§ Instruction: List every line in the records below that contains the word "pink", copying each such line in full.

Object position labeling records
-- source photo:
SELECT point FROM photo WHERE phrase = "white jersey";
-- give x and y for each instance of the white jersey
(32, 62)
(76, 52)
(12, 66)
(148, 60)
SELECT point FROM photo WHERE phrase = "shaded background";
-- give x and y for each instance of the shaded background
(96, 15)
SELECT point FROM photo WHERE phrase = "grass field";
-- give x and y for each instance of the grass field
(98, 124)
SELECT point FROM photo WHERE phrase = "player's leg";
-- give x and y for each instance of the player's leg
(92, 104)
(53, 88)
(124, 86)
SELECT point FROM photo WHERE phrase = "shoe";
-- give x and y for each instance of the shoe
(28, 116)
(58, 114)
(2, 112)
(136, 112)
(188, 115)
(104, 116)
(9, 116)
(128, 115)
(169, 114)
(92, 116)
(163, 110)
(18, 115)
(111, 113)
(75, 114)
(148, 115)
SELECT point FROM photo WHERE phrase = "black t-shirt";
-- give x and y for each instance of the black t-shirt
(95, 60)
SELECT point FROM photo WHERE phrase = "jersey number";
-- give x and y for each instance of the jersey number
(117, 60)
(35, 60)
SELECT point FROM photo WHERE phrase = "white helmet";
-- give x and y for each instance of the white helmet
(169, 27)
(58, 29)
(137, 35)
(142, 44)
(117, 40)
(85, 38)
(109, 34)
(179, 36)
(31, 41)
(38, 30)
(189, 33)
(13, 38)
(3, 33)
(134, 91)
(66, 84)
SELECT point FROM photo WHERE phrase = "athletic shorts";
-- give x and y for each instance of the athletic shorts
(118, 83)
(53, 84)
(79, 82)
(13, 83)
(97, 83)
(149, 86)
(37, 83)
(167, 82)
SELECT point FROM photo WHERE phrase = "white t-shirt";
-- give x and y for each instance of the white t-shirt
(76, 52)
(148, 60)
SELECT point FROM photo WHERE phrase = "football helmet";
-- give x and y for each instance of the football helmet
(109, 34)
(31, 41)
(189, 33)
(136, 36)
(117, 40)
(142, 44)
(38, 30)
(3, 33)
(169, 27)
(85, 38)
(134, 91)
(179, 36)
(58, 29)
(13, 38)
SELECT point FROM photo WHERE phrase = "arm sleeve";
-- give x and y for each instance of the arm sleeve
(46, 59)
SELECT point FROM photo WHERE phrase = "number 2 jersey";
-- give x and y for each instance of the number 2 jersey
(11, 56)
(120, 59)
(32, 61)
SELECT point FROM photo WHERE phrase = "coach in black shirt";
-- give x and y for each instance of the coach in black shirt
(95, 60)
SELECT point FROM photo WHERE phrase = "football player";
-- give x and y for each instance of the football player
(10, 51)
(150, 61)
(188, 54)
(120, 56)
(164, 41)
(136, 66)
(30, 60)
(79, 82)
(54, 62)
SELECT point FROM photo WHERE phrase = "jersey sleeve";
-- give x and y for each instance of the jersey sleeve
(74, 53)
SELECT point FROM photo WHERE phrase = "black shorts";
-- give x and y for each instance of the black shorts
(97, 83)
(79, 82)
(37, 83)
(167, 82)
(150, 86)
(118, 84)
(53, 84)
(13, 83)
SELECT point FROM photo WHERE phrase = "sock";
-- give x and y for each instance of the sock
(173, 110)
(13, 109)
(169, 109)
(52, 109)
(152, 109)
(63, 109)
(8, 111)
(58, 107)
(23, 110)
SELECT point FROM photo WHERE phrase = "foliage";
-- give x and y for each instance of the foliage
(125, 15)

==

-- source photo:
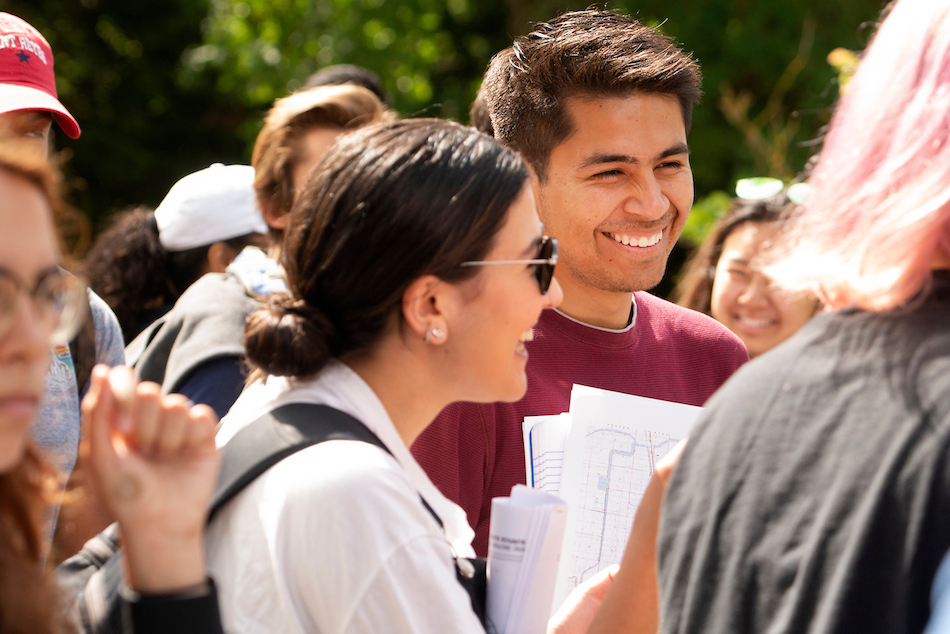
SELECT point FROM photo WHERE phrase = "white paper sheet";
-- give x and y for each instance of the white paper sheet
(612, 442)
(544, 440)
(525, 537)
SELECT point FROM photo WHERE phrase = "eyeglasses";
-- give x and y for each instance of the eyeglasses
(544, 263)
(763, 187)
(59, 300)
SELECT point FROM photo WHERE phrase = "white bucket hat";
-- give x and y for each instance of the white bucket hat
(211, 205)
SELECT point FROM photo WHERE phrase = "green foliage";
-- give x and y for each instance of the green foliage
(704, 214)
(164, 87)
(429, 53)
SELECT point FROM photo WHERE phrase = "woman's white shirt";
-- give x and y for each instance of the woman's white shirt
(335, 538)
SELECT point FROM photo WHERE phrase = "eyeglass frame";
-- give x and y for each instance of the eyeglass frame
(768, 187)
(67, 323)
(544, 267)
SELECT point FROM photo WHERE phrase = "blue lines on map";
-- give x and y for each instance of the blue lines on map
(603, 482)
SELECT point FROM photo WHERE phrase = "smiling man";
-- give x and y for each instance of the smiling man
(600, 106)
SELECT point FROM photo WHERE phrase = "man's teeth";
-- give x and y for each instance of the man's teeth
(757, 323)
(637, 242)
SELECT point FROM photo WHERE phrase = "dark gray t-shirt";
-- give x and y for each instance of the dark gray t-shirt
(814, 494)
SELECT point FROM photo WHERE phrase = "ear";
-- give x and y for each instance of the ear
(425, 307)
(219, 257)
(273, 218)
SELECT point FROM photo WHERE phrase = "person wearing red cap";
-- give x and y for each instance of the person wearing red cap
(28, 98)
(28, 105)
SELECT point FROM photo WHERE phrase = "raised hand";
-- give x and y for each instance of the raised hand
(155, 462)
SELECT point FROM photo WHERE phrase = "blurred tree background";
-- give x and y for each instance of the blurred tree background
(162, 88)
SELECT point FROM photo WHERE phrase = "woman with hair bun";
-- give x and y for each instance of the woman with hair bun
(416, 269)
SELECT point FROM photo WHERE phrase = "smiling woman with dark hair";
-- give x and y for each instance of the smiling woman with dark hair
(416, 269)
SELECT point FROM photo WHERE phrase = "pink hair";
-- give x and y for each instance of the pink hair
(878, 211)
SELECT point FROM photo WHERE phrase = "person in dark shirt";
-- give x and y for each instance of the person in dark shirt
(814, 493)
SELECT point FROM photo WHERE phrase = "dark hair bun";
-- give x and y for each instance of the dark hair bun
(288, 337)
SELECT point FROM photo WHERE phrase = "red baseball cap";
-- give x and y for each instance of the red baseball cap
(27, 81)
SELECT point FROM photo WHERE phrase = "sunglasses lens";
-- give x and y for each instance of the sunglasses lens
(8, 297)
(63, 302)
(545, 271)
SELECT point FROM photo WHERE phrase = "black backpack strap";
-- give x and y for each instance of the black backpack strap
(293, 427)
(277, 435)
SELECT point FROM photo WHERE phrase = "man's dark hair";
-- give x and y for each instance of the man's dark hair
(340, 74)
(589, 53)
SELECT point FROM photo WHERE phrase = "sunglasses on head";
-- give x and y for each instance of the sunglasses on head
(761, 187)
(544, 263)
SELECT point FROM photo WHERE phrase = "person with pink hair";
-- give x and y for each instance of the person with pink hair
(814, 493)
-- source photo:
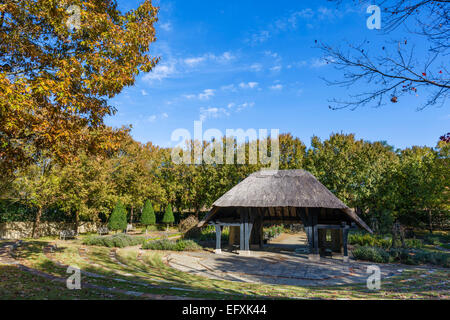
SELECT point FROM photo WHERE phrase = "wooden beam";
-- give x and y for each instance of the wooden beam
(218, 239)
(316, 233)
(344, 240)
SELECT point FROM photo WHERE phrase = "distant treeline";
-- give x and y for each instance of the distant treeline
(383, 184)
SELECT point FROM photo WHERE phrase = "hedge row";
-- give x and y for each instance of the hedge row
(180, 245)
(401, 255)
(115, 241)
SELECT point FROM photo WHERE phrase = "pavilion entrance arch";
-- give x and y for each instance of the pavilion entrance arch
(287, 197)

==

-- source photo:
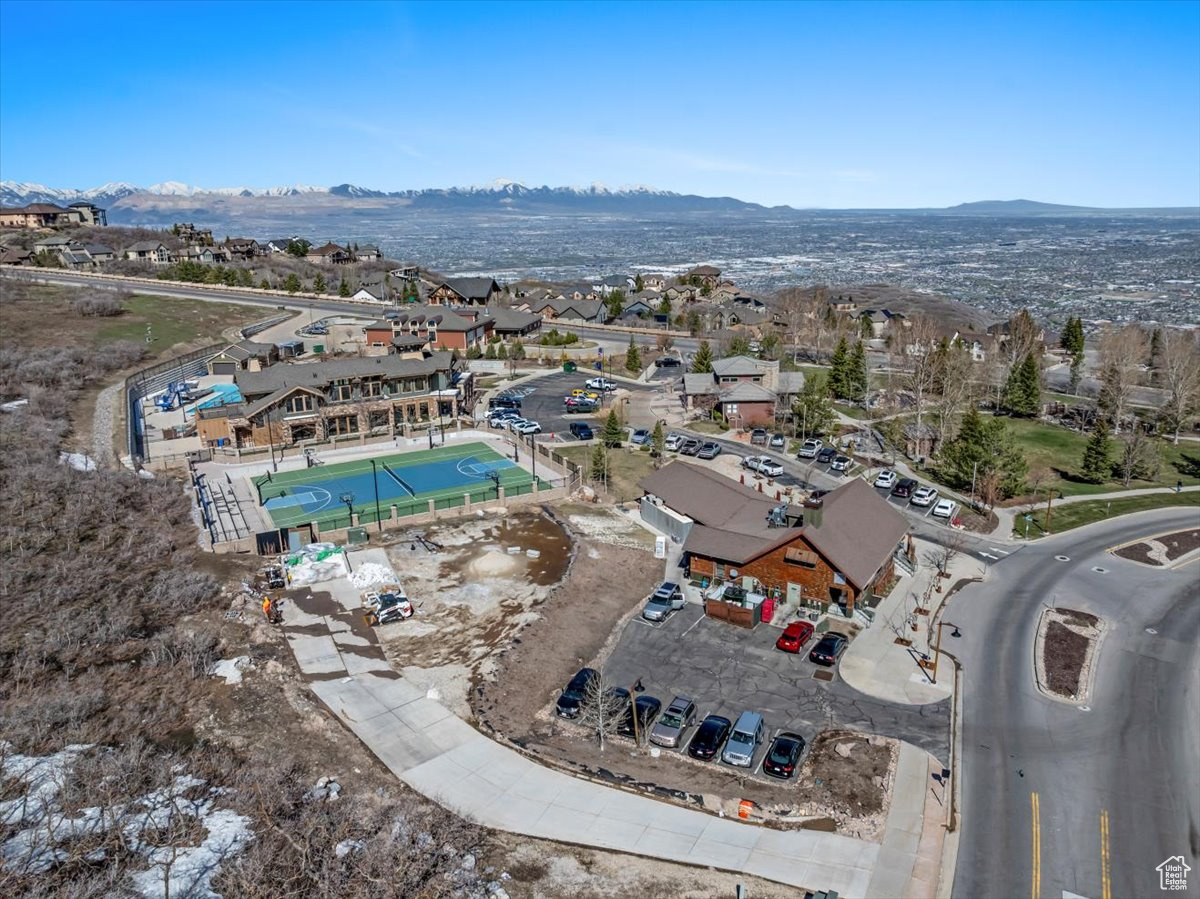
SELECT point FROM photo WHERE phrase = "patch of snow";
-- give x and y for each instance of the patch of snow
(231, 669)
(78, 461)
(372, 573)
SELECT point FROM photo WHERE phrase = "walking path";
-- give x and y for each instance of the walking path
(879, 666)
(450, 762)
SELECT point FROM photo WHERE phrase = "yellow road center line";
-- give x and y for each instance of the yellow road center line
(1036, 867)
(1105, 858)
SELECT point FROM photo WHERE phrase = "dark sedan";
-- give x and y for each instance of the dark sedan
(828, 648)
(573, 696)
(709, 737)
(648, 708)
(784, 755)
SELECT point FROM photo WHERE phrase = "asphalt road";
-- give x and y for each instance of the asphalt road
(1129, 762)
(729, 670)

§ Full output:
SELECT point FROM photo WHERE phrase = "pink hair";
-- give x and y for each instance of the pink hair
SELECT point FROM photo WHERE phrase = "person with pink hair";
-- give x and y for each instance of the person with pink hair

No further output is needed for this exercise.